SUPPLIED TEXT |
..........

In addition, since Iraq is the least explored of the oil-rich countries, there have been numerous claims of huge undiscovered reserves there as well—oil thought to exist, and expected to become economically recoverable—to the tune of hundreds of billions of barrels.
Brookings: How Much Oil Does Iraq Have? - Council on Foreign Relations

Apparently, there is more oil than the Saudis have. Not bad for motivation, that's for sure. And looking at their Embassy one can tell, they are there to stay!
The fortress-like compound rising beside the Tigris River here will be the largest of its kind in the world, the size of Vatican City, with the population of a small town, its own defense force, self-contained power and water, and a precarious perch at the heart of Iraq’s turbulent future.The new U.S. Embassy also seems as cloaked in secrecy as the ministate in Rome.
Check link for photo: New embassy in Iraq a mystery - Conflict in Iraq - MSNBC.com

“It’s all for them, all of Iraq’s resources, water, electricity, security,” said Raid Kadhim Kareem, who has watched the buildings go up at a floodlighted site bristling with construction cranes from his post guarding an abandoned home on the other side of the Tigris River. “It’s as if it’s their country, and we are guests staying here.”

..........

INFORMATION GIVEN |
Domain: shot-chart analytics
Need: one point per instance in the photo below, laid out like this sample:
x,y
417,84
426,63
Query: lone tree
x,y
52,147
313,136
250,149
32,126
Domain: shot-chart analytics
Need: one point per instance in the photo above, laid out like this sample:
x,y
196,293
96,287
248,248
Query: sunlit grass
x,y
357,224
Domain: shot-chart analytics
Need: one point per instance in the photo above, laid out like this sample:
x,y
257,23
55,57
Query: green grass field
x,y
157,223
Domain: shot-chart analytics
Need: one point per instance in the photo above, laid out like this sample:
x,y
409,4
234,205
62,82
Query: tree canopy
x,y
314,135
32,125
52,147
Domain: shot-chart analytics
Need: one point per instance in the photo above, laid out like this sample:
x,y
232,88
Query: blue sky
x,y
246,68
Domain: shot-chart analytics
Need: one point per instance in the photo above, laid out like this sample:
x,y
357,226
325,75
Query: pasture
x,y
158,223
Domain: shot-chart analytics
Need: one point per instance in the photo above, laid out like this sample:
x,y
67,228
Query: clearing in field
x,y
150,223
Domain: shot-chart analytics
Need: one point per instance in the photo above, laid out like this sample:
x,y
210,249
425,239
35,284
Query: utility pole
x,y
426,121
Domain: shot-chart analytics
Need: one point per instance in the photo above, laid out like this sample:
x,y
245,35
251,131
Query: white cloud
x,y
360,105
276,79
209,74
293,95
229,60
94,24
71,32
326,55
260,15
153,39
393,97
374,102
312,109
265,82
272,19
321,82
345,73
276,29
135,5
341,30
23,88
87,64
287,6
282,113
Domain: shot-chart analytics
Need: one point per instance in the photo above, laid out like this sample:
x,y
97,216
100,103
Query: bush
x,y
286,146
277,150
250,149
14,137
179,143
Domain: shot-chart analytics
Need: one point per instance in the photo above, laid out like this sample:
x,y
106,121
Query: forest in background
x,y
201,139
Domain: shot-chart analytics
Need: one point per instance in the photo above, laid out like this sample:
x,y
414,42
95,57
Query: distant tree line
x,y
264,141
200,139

..........

DIRECTIONS |
1. Answer these questions from the text about Iraq, one line each:
(a) How large are the claimed undiscovered oil reserves in Iraq said to be?
(b) To what place is the size of the new U.S. Embassy compared?
(c) What was Raid Kadhim Kareem guarding when he watched the buildings go up?
2. In the text about Iraq, list every resource that Raid Kadhim Kareem names as being "all for them."
3. Continue the text about Iraq from its last sentence.

EXPECTED RESPONSES |
1.
(a) Hundreds of billions of barrels.
(b) Vatican City.
(c) An abandoned home on the other side of the Tigris River.

2.
Water
Electricity
Security

3.
“They’re not leaving Iraq for a long time,” said Hashim Hamad Ali, another guard, who called the compound “a symbol of oppression and injustice.

And the American tax payer is happy and proud of what can be accomplished with his hard-earned money!! (I'm sarcastic, because I'm disappointed)

Where is Cindy Sheehan and her gang??

About Gitmo and recent court orders? I'm not up to speed on that, but Wiki gives a brief info statement:
In the spring of 2008, a series of visits by Can. Foreign Affairs officials led K. Amegan and S. Millington to report that Khadr was "salvageable" if allowed to return to society, but that keeping him in the prison would risk radicalizing him.
In June, Canada formally discussed the possibility of repatriating Khadr. It was suggested that Toronto Imam Hamid Slimi could draft a "religious rehabilitation" program, to prepare for Khadr's return.
Now, wouldn't that be nice? I hope it does come about, and rather sooner than later.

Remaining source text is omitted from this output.